## TRY IT
Reproduce only the lines of the listing starting at the line containing "negative clicks: (21, 239) (195, 239)" and ending at the line containing "box: [116, 159, 182, 239]", substituting "excluded points" for each "negative clicks" and leaving everything else unchanged.

+++

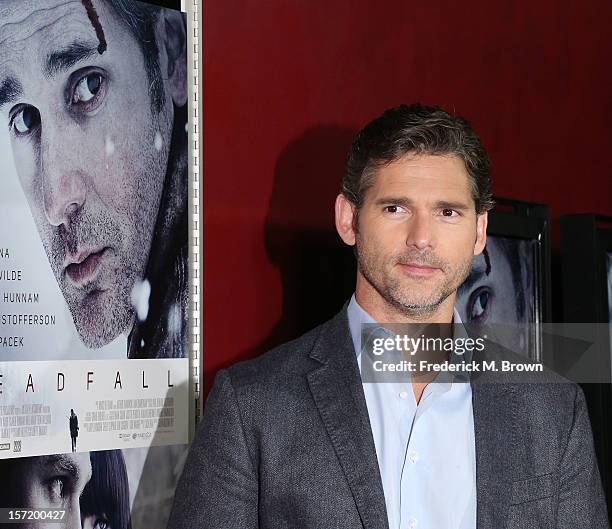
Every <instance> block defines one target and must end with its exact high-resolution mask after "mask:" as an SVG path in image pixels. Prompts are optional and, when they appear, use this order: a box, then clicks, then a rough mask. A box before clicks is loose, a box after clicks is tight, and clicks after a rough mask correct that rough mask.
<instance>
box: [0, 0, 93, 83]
mask: <svg viewBox="0 0 612 529" xmlns="http://www.w3.org/2000/svg"><path fill="white" fill-rule="evenodd" d="M97 40H98V39H97V37H96V31H95V29H94V27H93V26H92V24H91V22H90V20H89V18H88V15H87V11H86V9H85V7H84V6H83V4H82V2H81V1H80V0H8V1H7V0H0V79H1V78H4V77H5V76H10V77H17V78H19V77H21V73H22V72H23V71H24V69H28V67H29V68H32V67H33V68H34V70H35V71H38V70H39V69H40V66H41V65H43V64H44V63H45V60H46V59H47V57H48V55H49V54H51V53H53V52H54V51H56V50H61V49H63V48H65V47H66V46H67V45H69V44H72V43H74V42H97Z"/></svg>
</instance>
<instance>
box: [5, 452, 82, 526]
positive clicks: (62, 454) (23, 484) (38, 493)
mask: <svg viewBox="0 0 612 529" xmlns="http://www.w3.org/2000/svg"><path fill="white" fill-rule="evenodd" d="M14 477H16V478H17V482H13V483H11V484H10V485H8V486H10V487H15V488H17V489H19V490H20V491H21V498H19V505H17V507H23V508H26V509H27V508H41V509H65V510H66V514H65V517H64V519H63V522H64V523H63V524H62V525H59V526H58V524H57V523H49V524H48V528H49V529H53V528H55V529H57V528H58V527H65V528H66V529H81V511H80V507H79V498H80V496H81V493H82V492H83V489H84V488H85V485H86V484H87V482H88V481H89V480H90V479H91V462H90V459H89V453H88V452H84V453H75V454H61V455H52V456H40V457H31V458H25V459H24V460H23V465H22V467H21V468H20V469H19V472H16V473H15V476H14ZM24 527H25V528H27V529H29V527H32V529H34V528H35V529H44V528H45V527H47V524H44V522H43V523H42V525H41V521H40V520H36V521H35V522H34V523H32V525H31V526H29V525H27V524H26V525H25V526H24Z"/></svg>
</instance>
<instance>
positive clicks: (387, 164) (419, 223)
mask: <svg viewBox="0 0 612 529" xmlns="http://www.w3.org/2000/svg"><path fill="white" fill-rule="evenodd" d="M468 178H469V177H468V173H467V170H466V168H465V165H464V163H463V160H462V159H461V158H459V157H457V156H432V155H417V156H415V155H407V156H405V157H403V158H401V159H400V160H398V161H396V162H393V163H390V164H387V165H384V166H382V167H380V168H379V169H378V170H377V172H376V175H375V178H374V184H373V186H372V187H371V188H369V189H368V190H367V192H366V193H365V197H364V202H363V206H362V207H361V209H360V210H359V211H358V214H357V212H355V211H354V208H352V211H353V213H354V214H355V217H354V223H353V225H354V229H353V230H347V231H344V232H342V230H340V231H341V235H344V236H343V239H344V240H345V242H347V243H348V244H351V243H353V242H354V244H355V246H356V252H357V260H358V280H357V295H358V301H360V303H361V302H363V301H364V300H366V299H367V300H368V301H367V302H366V304H369V305H370V307H372V306H376V307H379V308H380V310H381V311H382V312H383V313H384V312H389V310H391V311H394V312H397V313H399V314H403V315H406V316H409V317H412V318H416V319H421V318H429V317H431V316H432V315H434V314H435V313H436V311H437V310H438V308H439V307H440V306H441V305H442V303H445V302H446V303H450V305H451V307H452V303H453V302H454V298H455V292H456V290H457V288H458V287H459V285H460V284H461V283H462V282H463V281H464V279H465V278H466V277H467V275H468V273H469V270H470V266H471V263H472V258H473V256H474V255H475V254H477V253H479V252H480V251H481V250H482V247H483V246H484V241H485V237H486V235H485V233H486V217H487V216H486V214H484V215H477V214H476V212H475V205H474V200H473V198H472V195H471V190H470V186H469V180H468ZM338 200H339V202H340V204H339V206H340V209H339V210H337V211H338V212H339V214H340V216H342V215H343V212H346V213H344V214H345V215H346V219H347V222H345V223H344V225H346V226H349V225H350V222H348V221H350V214H349V212H348V211H347V208H348V207H350V203H348V201H347V200H346V199H343V198H342V196H340V197H339V199H338ZM342 200H345V201H346V202H344V206H343V204H342ZM337 206H338V205H337ZM341 224H342V223H341ZM359 296H361V298H362V299H361V300H360V298H359Z"/></svg>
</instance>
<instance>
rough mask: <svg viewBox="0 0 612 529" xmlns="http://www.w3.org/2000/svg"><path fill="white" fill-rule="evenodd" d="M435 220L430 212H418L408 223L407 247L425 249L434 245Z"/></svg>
mask: <svg viewBox="0 0 612 529" xmlns="http://www.w3.org/2000/svg"><path fill="white" fill-rule="evenodd" d="M433 228H434V226H433V219H432V217H431V214H430V213H429V212H425V211H416V212H415V213H414V215H412V217H411V218H410V220H409V221H408V226H407V234H406V246H408V247H411V246H412V247H414V248H418V249H419V250H422V249H425V248H427V247H428V246H431V244H432V238H433V233H432V230H433Z"/></svg>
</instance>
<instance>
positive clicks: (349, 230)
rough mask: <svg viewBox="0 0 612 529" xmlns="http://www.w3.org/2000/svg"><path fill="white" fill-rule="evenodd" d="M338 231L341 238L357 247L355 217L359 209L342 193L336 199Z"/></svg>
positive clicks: (344, 240)
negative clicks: (358, 209)
mask: <svg viewBox="0 0 612 529" xmlns="http://www.w3.org/2000/svg"><path fill="white" fill-rule="evenodd" d="M335 211H336V230H337V231H338V235H340V238H341V239H342V240H343V241H344V242H345V243H346V244H348V245H349V246H354V245H355V223H356V222H357V219H356V217H355V215H356V213H357V208H356V206H355V204H353V203H352V202H351V201H350V200H349V199H348V198H346V196H344V195H343V194H342V193H340V194H339V195H338V196H337V197H336V207H335Z"/></svg>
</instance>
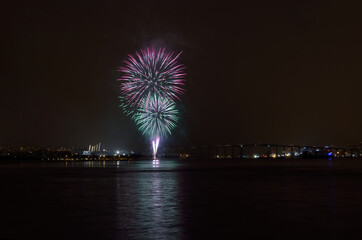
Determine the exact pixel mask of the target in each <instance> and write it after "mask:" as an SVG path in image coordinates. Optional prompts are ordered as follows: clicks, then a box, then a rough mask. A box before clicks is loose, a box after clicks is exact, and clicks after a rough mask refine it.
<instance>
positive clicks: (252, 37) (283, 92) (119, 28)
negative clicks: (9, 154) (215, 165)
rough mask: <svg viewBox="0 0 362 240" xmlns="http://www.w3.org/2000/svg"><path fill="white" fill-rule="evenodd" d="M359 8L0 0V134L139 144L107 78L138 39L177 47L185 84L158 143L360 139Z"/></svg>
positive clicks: (14, 140)
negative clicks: (182, 68) (151, 13)
mask: <svg viewBox="0 0 362 240" xmlns="http://www.w3.org/2000/svg"><path fill="white" fill-rule="evenodd" d="M175 9H177V11H175ZM357 9H359V8H358V4H357V3H354V2H351V1H346V2H343V3H341V2H337V1H329V2H324V1H313V2H310V1H298V3H296V2H290V1H280V3H278V4H274V3H271V2H269V1H258V2H254V1H245V2H243V3H241V4H235V3H232V2H226V3H223V4H221V3H218V2H212V1H211V2H209V3H208V4H201V3H194V4H192V3H187V2H185V3H182V4H181V3H178V2H175V3H170V4H164V2H163V1H158V2H155V3H154V4H149V3H144V4H142V5H134V4H132V3H119V2H118V1H117V2H116V1H109V2H107V3H101V2H99V3H88V4H81V3H72V4H71V5H70V4H67V3H63V4H52V3H47V4H40V3H33V4H29V5H26V4H24V5H17V4H15V3H7V4H2V8H1V10H0V11H1V15H2V18H3V21H2V29H3V32H4V33H3V38H2V39H1V42H2V50H3V51H2V52H3V58H2V60H1V61H2V64H1V72H0V74H1V75H0V76H1V78H2V79H3V80H2V81H3V84H2V88H1V90H0V91H1V92H0V93H1V94H0V104H1V109H2V112H1V118H0V124H1V126H2V128H1V130H0V134H1V136H2V137H1V138H0V145H41V146H46V145H67V146H71V145H87V144H89V143H92V142H94V143H96V142H102V143H104V144H105V145H107V146H110V147H112V146H123V147H124V148H129V149H131V148H133V149H144V148H148V147H149V141H148V139H145V138H144V137H143V136H142V135H141V134H140V133H139V132H138V131H137V128H136V126H134V124H133V123H132V121H131V120H130V119H128V118H127V117H126V116H125V115H124V114H123V113H122V112H121V111H120V109H119V104H120V102H119V99H118V97H119V83H118V82H117V81H116V79H117V78H118V77H119V74H118V73H117V71H116V70H117V69H118V67H119V66H120V65H121V63H122V61H123V60H124V59H125V58H126V57H127V53H133V52H135V51H137V50H138V49H140V48H144V47H146V46H155V47H166V48H167V49H170V50H174V51H176V52H177V51H183V54H182V56H181V61H182V62H183V63H184V65H185V66H186V70H185V71H186V73H187V83H186V94H185V95H184V96H183V99H184V101H183V103H182V104H181V107H180V122H179V124H178V127H177V128H176V129H175V130H174V134H173V136H171V137H169V138H168V139H167V140H166V141H165V142H164V143H165V144H167V145H170V146H174V145H177V146H192V145H203V144H206V145H215V144H229V143H231V144H237V143H254V142H256V143H279V144H312V145H313V144H321V145H322V144H325V145H329V144H336V145H342V144H354V143H359V142H361V135H362V127H361V125H360V122H361V121H362V114H361V113H360V111H359V110H360V109H361V107H362V96H361V94H360V93H359V92H360V89H361V88H362V83H361V81H360V79H361V77H362V73H361V72H360V70H359V68H360V63H361V61H360V55H361V52H362V47H361V44H360V42H361V40H362V36H361V33H360V32H359V31H358V29H360V27H361V21H359V20H360V17H359V12H358V11H357ZM150 11H151V12H153V14H152V15H150V14H149V12H150ZM335 13H338V14H337V15H336V14H335ZM135 14H137V16H138V18H134V17H133V16H134V15H135ZM336 16H338V17H336Z"/></svg>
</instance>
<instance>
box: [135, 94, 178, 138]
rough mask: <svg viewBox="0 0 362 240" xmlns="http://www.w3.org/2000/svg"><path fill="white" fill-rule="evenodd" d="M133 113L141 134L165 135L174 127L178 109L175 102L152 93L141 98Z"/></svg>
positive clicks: (159, 136)
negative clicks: (138, 105) (141, 101)
mask: <svg viewBox="0 0 362 240" xmlns="http://www.w3.org/2000/svg"><path fill="white" fill-rule="evenodd" d="M140 106H141V107H140V108H139V109H138V110H137V112H136V113H135V115H134V119H135V121H136V124H137V125H138V127H139V130H140V131H141V132H142V134H144V135H147V136H149V137H155V136H157V137H166V136H167V135H170V134H171V130H172V129H173V128H175V127H176V123H177V121H178V116H177V115H178V111H177V109H175V103H174V102H173V101H171V100H169V99H167V98H164V97H161V96H158V95H153V96H151V97H150V98H148V99H147V100H143V101H142V102H141V104H140Z"/></svg>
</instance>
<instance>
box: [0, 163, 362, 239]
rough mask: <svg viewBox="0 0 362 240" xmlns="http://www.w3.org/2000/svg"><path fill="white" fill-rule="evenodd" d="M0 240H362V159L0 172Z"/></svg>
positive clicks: (18, 169)
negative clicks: (21, 239) (195, 239)
mask: <svg viewBox="0 0 362 240" xmlns="http://www.w3.org/2000/svg"><path fill="white" fill-rule="evenodd" d="M0 176H1V177H0V193H1V194H0V210H1V212H0V218H1V220H0V221H1V224H0V239H49V240H50V239H211V238H212V239H257V238H261V237H262V238H267V239H306V238H313V239H314V238H321V239H361V238H362V221H361V219H362V160H358V159H349V160H346V159H343V160H247V161H225V160H219V161H210V162H205V161H194V160H183V161H182V160H160V161H159V163H158V164H157V163H156V162H153V161H152V160H149V161H132V162H127V161H123V162H122V161H121V162H114V161H113V162H112V161H109V162H68V163H66V162H42V163H16V164H14V163H12V164H9V163H1V164H0Z"/></svg>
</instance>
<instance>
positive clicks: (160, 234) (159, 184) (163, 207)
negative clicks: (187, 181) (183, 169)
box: [116, 159, 182, 239]
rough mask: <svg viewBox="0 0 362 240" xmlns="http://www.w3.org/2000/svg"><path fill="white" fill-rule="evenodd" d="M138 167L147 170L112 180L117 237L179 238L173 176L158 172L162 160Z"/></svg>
mask: <svg viewBox="0 0 362 240" xmlns="http://www.w3.org/2000/svg"><path fill="white" fill-rule="evenodd" d="M168 164H169V163H168ZM168 164H167V163H166V164H165V165H166V166H168ZM142 165H143V166H144V167H145V168H146V169H150V170H148V171H142V172H138V173H137V174H134V173H133V172H127V173H123V174H121V175H120V176H119V177H118V178H117V180H116V186H117V215H118V218H117V220H118V230H119V234H120V237H126V238H138V239H139V238H140V237H141V238H142V239H148V238H152V239H170V238H175V237H176V238H181V234H182V231H181V228H180V226H181V217H180V215H181V213H180V204H179V200H178V198H179V189H178V185H177V175H176V174H174V173H173V172H168V171H160V170H161V169H163V167H164V166H163V161H160V160H157V159H156V160H150V161H147V162H143V163H142ZM147 166H148V167H147ZM168 167H169V166H168ZM140 232H142V234H141V236H140Z"/></svg>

+++

## YOUR RESPONSE
excluded points: (21, 239) (195, 239)
mask: <svg viewBox="0 0 362 240" xmlns="http://www.w3.org/2000/svg"><path fill="white" fill-rule="evenodd" d="M0 176H1V177H0V193H1V194H0V210H1V212H0V218H1V220H0V221H1V224H0V239H49V240H50V239H211V238H212V239H257V238H261V237H262V238H267V239H306V238H313V239H314V238H321V239H361V238H362V221H361V219H362V160H358V159H349V160H346V159H343V160H247V161H225V160H219V161H210V162H205V161H194V160H183V161H182V160H160V161H159V163H158V164H157V163H156V162H153V161H152V160H149V161H132V162H127V161H123V162H122V161H121V162H114V161H113V162H112V161H109V162H68V163H66V162H42V163H16V164H14V163H12V164H9V163H1V164H0Z"/></svg>
</instance>
<instance>
positive clicks: (160, 234) (159, 184) (163, 207)
excluded points: (187, 181) (183, 169)
box: [116, 159, 182, 239]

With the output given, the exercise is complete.